1.序論
みなさま、おはようございます。マタイ福音書からのメッセージは今回で三回目になります。今日の箇所も、大変有名な箇所ですが、同時になかなか難しい箇所でもあります。そこで初めに、何がどのように難しいのかについてお話しさせていただきます。
今日の箇所では、三度も「これは、主が預言者を通して言われたことが成就するためだった」という言い回しが登場します。イエスの生涯において起こったことは、旧約聖書の預言者が語ったことの成就なのだ、ということです。その二つについては、どの預言書なのかがはっきりしています。ホセア書とエレミヤ書です。しかし、三つ目のもの、すなわち「この方はナザレ人と呼ばれる」は、どこを引用したのかまったくわかりません。なぜなら旧約聖書には「ナザレ」という地名は出てこないからです。さて、私がなぜこのような話を始めたのかといえば、今日の聖書箇所の理解のポイントが、マタイの旧約聖書の用い方だからです。
問題の、「これは、主が預言者を通して言われたことが成就するためだった」という言い回しですが、みなさんはこの言葉からどんなことを連想するでしょうか?普通に考えると、旧約聖書の預言者たちが主イエスのことを予告していて、その預言がイエスの生涯においてまさに実現したのだ、ということのように思えます。しかし、実際にマタイが引用した箇所を読むと、そのようには解釈できないのです。たとえば今日の交読文で読んだホセア書ですが、マタイはここから「わたしはエジプトから、わたしの子を呼び出した」という一節を引用しています。ホセアは、イエスがエジプトから連れ出されることを数百年も前に予告していたということになるのでしょう。しかし、みなさんもお気付きのように、これはホセアが未来を預言したものではなく、過去を振り返ったものですよね。ホセア書11章1節、2節は次のようになっています。
イスラエルが幼いころ、わたしは彼を愛し、わたしの子をエジプトから呼び出した。それなのに、彼らを呼べば呼ぶほど、彼らはいよいよ遠ざかり、バアルたちにいけにえをささげ、刻んだ像に香をたいた。

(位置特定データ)
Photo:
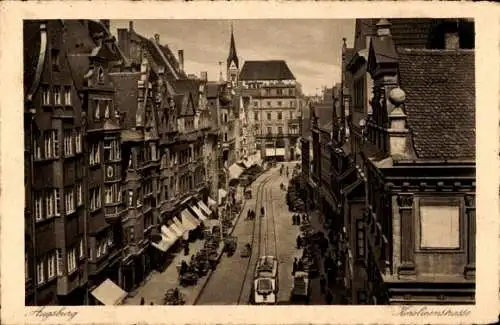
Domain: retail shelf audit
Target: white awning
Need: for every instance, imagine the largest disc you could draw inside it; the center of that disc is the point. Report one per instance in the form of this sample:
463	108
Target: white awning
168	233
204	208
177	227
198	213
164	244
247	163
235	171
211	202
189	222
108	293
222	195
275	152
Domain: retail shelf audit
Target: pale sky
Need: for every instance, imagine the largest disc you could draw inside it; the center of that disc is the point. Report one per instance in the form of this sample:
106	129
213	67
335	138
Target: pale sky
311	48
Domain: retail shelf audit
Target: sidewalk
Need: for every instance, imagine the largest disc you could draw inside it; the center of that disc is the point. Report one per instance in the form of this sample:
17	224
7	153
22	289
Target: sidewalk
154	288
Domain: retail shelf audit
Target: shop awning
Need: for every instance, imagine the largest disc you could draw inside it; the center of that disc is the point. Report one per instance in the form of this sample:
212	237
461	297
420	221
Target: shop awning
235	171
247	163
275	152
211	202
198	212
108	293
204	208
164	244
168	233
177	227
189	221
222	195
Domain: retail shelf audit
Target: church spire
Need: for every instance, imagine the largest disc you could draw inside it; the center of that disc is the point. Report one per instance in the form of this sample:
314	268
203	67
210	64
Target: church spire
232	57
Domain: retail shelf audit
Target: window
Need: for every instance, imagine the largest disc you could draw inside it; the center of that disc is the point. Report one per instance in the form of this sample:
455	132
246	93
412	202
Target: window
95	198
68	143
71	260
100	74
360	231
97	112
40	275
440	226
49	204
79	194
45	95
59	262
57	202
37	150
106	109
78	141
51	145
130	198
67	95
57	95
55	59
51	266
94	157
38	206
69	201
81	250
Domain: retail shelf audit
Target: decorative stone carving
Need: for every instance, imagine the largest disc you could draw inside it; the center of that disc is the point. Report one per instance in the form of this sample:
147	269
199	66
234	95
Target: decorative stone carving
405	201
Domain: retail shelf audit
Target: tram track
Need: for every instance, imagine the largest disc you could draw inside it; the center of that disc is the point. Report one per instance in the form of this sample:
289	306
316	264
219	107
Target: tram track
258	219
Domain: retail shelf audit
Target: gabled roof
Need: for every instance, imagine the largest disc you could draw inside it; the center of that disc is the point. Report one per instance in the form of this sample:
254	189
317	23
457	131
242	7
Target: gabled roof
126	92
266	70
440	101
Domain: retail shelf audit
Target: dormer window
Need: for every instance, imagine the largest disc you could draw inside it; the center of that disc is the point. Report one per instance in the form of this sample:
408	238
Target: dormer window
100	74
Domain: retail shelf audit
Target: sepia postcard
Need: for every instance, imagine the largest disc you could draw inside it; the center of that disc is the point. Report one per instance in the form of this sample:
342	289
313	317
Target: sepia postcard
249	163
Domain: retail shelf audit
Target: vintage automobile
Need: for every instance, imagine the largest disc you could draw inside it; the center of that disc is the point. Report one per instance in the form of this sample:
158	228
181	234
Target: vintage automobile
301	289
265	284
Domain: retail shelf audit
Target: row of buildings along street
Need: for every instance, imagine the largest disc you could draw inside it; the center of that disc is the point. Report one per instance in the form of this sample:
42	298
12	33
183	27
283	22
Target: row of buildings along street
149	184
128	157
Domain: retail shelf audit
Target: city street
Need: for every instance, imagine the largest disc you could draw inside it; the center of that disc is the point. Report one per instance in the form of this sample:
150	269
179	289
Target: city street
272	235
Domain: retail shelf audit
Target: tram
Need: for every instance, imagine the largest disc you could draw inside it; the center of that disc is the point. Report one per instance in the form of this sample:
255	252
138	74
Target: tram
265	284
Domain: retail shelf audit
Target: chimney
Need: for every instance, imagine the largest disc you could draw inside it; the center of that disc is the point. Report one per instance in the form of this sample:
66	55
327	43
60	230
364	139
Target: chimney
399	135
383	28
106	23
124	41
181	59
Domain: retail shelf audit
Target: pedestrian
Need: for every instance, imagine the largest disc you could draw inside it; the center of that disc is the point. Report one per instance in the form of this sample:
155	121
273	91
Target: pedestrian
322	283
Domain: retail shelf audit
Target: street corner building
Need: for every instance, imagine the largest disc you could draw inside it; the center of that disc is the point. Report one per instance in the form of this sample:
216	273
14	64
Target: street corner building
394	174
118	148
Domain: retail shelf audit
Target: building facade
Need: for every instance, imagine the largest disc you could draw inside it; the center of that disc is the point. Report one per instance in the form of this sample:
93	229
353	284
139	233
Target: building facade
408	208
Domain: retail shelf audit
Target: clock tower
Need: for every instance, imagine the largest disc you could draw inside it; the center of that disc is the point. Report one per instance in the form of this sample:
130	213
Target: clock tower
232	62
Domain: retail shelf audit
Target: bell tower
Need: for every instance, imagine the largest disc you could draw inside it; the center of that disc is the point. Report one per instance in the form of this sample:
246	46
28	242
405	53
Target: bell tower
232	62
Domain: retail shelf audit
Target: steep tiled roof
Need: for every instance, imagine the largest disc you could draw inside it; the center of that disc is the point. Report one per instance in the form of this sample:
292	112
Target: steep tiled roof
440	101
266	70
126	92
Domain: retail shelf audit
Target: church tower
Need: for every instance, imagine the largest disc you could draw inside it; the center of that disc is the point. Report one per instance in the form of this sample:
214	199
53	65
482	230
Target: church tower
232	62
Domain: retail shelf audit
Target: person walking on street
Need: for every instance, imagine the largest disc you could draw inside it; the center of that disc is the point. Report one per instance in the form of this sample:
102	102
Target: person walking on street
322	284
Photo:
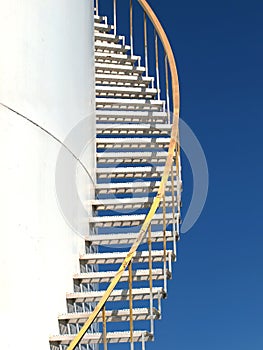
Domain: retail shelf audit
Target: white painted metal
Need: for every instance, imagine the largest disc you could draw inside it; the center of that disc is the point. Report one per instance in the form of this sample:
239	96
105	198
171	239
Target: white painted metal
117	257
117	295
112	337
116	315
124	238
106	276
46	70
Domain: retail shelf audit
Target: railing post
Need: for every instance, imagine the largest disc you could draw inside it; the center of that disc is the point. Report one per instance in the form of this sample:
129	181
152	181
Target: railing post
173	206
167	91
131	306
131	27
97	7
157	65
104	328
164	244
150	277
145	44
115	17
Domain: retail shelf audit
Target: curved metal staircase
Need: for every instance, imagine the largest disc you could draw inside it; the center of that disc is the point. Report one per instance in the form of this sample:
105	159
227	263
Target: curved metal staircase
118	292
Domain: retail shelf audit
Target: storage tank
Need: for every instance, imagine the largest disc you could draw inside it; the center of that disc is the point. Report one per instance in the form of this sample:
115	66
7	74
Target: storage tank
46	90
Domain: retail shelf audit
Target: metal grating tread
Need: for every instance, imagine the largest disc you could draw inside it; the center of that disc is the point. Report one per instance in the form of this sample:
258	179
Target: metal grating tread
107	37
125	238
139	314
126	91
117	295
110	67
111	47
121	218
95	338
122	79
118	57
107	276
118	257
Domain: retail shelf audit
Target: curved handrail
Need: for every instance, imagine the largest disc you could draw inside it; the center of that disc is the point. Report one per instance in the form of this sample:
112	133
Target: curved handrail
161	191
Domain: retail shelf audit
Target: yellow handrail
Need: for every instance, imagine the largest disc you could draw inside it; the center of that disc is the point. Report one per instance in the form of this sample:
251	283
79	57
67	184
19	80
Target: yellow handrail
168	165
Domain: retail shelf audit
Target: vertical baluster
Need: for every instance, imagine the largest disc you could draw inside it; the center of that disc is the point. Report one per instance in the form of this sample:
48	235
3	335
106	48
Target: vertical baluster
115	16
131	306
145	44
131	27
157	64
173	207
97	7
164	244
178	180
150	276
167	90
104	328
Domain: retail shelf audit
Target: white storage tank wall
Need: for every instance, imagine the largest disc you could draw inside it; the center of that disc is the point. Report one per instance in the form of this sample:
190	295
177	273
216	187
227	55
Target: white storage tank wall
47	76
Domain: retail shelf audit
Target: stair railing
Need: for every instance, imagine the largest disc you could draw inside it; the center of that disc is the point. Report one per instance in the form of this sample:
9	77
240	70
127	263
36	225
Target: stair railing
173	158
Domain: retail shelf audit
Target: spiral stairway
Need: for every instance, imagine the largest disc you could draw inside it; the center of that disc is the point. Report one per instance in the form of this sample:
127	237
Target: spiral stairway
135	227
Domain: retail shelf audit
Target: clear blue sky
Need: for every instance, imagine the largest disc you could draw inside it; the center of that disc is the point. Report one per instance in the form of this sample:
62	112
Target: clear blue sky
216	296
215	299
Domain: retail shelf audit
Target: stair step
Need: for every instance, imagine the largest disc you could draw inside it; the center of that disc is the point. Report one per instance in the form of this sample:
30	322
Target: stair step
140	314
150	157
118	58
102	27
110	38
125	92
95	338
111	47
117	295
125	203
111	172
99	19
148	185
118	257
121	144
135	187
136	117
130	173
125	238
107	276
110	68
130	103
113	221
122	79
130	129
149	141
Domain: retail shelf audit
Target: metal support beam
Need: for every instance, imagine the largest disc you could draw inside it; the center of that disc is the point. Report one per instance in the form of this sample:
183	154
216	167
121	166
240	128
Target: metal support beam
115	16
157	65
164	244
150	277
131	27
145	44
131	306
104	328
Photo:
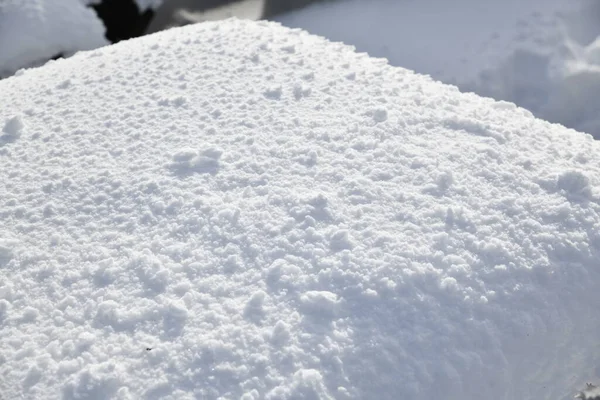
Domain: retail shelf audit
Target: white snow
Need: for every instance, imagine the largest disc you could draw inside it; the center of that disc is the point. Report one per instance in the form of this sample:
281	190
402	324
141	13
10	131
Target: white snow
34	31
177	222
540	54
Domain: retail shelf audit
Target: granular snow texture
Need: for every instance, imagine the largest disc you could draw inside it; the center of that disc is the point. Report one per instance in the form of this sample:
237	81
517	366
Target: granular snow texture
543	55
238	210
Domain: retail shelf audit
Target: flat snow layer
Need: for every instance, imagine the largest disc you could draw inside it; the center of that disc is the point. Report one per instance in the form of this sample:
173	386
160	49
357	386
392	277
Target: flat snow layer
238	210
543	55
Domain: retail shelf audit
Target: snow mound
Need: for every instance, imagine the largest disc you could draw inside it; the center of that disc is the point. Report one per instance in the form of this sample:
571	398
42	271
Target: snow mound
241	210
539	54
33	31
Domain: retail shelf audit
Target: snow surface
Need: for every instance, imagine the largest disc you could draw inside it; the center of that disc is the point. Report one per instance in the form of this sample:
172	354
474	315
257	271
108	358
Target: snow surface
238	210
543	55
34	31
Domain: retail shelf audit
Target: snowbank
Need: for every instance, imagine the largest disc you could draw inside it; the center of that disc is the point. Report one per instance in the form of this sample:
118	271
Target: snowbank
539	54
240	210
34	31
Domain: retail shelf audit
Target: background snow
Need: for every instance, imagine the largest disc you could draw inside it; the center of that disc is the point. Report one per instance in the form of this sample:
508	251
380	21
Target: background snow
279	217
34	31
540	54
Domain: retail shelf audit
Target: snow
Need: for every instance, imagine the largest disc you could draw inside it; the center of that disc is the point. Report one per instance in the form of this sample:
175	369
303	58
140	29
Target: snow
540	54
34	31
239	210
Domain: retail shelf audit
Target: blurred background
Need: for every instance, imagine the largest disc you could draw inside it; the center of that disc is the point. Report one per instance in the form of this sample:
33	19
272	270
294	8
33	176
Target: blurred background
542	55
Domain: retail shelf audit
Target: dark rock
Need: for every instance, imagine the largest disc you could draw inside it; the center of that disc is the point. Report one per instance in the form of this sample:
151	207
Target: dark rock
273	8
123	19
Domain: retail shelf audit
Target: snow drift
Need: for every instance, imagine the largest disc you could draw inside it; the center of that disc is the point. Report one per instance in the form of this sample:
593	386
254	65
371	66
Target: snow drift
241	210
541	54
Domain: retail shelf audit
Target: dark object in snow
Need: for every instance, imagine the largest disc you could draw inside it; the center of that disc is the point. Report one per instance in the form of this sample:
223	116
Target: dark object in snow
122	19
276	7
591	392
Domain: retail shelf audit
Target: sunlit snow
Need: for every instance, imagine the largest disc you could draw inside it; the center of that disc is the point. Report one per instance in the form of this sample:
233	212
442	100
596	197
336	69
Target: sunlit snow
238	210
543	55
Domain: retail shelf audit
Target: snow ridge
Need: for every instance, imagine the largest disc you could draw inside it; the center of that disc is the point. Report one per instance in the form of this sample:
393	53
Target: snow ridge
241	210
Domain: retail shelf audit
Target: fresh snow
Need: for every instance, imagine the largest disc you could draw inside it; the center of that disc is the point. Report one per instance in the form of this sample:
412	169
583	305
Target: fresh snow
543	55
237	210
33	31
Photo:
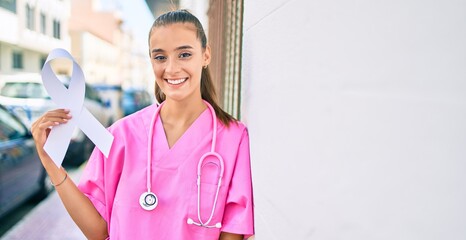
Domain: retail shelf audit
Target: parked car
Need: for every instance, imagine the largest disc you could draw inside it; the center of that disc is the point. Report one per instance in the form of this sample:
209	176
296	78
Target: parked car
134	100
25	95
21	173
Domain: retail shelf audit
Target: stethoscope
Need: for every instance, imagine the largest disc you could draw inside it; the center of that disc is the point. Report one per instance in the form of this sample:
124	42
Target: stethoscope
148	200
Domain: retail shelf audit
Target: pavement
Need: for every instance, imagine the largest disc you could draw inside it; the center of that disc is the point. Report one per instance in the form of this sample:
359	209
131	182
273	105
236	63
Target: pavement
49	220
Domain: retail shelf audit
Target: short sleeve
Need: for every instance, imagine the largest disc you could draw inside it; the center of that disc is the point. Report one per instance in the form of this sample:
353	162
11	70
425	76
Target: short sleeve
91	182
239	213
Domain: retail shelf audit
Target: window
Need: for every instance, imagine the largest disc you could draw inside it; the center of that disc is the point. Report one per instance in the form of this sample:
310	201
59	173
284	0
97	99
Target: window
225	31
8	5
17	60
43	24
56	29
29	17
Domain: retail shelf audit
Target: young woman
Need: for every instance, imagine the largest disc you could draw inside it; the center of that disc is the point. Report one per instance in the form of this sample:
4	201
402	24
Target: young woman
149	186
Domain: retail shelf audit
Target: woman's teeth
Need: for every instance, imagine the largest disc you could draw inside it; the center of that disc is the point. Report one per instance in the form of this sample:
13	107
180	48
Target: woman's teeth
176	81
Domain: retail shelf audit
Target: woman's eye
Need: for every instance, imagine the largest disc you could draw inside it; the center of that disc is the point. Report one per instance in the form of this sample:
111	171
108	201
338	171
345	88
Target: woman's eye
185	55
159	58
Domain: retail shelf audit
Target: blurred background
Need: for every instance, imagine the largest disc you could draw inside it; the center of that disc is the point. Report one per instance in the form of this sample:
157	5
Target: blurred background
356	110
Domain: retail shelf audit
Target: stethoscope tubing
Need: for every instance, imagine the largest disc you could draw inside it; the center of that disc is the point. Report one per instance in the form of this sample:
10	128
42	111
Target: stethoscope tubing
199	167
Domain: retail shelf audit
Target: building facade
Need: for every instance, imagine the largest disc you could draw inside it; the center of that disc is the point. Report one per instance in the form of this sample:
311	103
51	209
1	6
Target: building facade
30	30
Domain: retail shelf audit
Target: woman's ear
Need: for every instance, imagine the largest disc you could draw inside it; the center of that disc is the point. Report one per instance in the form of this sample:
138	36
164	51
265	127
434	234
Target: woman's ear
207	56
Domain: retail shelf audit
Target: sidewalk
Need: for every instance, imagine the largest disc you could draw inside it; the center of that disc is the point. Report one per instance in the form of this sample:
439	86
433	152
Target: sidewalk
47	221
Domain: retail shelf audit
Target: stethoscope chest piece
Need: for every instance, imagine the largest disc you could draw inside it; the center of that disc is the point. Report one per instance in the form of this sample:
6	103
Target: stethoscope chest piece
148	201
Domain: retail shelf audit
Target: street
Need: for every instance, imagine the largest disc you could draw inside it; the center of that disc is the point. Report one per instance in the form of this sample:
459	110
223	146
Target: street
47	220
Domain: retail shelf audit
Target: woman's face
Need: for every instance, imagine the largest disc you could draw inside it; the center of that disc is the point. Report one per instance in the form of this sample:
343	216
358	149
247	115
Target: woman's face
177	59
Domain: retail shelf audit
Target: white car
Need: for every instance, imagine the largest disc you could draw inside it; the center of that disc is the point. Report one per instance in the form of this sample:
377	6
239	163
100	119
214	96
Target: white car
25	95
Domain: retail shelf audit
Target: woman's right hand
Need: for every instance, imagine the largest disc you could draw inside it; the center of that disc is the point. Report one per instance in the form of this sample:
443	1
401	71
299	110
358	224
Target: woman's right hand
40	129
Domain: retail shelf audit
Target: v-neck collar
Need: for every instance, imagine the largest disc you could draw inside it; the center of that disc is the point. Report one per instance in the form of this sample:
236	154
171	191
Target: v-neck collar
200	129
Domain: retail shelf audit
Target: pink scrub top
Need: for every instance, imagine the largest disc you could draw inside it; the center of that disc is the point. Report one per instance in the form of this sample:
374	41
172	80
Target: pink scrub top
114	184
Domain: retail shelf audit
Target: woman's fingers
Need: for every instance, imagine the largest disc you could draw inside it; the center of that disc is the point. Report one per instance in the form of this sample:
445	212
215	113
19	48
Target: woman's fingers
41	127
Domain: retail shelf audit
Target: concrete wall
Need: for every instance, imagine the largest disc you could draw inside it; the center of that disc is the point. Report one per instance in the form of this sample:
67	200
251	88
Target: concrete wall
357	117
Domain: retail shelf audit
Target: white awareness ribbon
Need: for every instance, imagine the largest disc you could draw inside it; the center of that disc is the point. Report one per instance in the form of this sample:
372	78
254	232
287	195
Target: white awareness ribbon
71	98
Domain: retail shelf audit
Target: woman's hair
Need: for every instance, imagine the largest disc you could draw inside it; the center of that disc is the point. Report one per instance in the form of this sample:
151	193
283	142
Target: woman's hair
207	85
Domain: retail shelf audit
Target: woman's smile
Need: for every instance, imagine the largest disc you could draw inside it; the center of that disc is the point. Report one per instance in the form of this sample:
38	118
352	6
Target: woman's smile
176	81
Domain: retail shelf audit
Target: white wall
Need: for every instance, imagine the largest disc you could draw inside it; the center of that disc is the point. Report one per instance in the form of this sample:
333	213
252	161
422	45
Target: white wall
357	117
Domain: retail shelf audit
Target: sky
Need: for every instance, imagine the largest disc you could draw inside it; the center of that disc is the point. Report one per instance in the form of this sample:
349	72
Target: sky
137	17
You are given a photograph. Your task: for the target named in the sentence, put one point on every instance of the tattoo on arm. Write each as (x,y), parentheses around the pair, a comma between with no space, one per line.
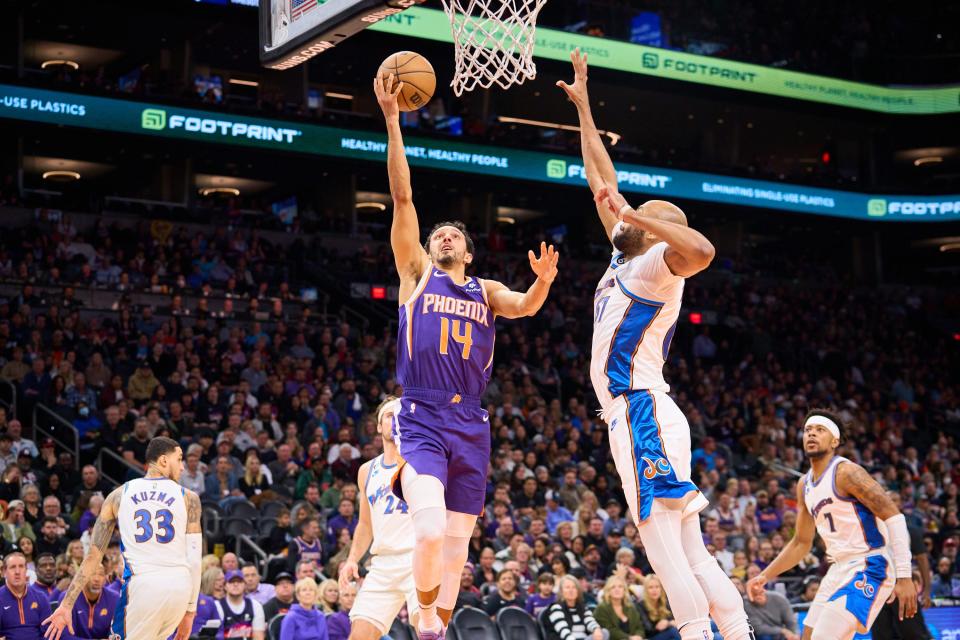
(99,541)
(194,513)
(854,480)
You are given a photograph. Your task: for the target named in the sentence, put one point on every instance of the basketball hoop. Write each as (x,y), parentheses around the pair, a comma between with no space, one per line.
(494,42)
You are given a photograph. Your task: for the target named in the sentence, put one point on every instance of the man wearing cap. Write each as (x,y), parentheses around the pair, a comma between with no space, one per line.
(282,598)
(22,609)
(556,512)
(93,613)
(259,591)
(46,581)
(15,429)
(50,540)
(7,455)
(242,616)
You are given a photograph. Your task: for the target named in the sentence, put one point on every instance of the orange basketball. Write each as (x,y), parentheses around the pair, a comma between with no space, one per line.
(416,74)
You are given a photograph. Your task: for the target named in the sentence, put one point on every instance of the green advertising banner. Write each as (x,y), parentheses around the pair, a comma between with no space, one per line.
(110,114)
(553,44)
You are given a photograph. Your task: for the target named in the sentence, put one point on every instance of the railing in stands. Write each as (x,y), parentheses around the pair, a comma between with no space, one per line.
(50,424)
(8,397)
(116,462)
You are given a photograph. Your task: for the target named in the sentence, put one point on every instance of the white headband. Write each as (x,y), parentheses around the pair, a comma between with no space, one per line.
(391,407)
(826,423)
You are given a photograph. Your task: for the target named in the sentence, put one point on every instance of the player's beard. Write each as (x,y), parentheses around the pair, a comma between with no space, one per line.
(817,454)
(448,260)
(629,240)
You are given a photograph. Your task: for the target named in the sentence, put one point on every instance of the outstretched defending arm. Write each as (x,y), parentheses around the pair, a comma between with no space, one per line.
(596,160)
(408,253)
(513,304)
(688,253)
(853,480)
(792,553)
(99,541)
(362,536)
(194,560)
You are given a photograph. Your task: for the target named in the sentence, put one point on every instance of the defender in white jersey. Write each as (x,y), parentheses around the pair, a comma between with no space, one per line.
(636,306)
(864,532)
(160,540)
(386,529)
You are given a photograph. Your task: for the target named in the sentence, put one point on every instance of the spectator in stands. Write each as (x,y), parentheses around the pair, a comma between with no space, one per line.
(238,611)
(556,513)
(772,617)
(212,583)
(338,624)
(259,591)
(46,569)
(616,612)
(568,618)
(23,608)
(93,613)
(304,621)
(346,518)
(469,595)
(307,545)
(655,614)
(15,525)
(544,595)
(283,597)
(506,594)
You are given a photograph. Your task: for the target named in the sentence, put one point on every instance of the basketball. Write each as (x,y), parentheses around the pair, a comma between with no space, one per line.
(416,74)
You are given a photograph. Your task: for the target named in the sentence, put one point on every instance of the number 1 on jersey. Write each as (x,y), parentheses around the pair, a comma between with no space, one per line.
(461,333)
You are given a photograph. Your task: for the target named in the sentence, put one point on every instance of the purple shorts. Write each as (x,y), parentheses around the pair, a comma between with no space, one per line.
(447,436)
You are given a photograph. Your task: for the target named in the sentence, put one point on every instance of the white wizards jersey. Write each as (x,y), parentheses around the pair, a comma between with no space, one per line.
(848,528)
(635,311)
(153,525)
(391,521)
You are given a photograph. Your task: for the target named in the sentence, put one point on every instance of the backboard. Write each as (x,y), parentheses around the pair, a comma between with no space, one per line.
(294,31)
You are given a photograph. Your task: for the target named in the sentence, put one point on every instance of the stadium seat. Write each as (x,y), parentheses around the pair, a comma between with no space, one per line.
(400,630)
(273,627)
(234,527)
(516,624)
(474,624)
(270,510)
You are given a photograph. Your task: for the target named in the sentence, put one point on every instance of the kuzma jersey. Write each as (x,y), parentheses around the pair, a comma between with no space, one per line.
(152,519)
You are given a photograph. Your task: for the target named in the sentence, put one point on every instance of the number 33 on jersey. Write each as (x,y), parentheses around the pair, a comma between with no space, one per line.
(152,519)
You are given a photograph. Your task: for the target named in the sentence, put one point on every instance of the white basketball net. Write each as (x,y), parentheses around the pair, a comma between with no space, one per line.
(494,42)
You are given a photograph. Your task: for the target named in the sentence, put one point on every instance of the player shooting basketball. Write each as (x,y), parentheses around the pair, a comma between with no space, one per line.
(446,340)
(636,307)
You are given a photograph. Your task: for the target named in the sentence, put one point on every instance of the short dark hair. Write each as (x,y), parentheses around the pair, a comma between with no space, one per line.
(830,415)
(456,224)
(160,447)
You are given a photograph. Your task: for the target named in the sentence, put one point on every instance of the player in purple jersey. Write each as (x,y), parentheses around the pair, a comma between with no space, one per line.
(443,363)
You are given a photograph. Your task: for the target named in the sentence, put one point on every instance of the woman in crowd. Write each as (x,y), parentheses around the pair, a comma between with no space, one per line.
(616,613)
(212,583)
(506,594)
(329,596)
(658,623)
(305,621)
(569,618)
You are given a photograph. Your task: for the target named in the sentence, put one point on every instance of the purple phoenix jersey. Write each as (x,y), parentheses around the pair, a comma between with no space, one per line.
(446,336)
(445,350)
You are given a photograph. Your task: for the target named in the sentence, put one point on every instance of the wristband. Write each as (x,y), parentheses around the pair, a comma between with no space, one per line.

練習問題 1: 本文によると、マタイが引用した三つの預言のうち、どの預言書からなのかがはっきりしている二つは何の書ですか。
練習問題 2: 本文の「今日の箇所も、大変有名な箇所ですが、同時になかなか難しい箇所でもあります。」という文を英語に訳してください。

詳しい解答 1: ホセア書とエレミヤ書です。

詳しい解答 2: Today's passage is also a very famous one, but at the same time it is quite a difficult one.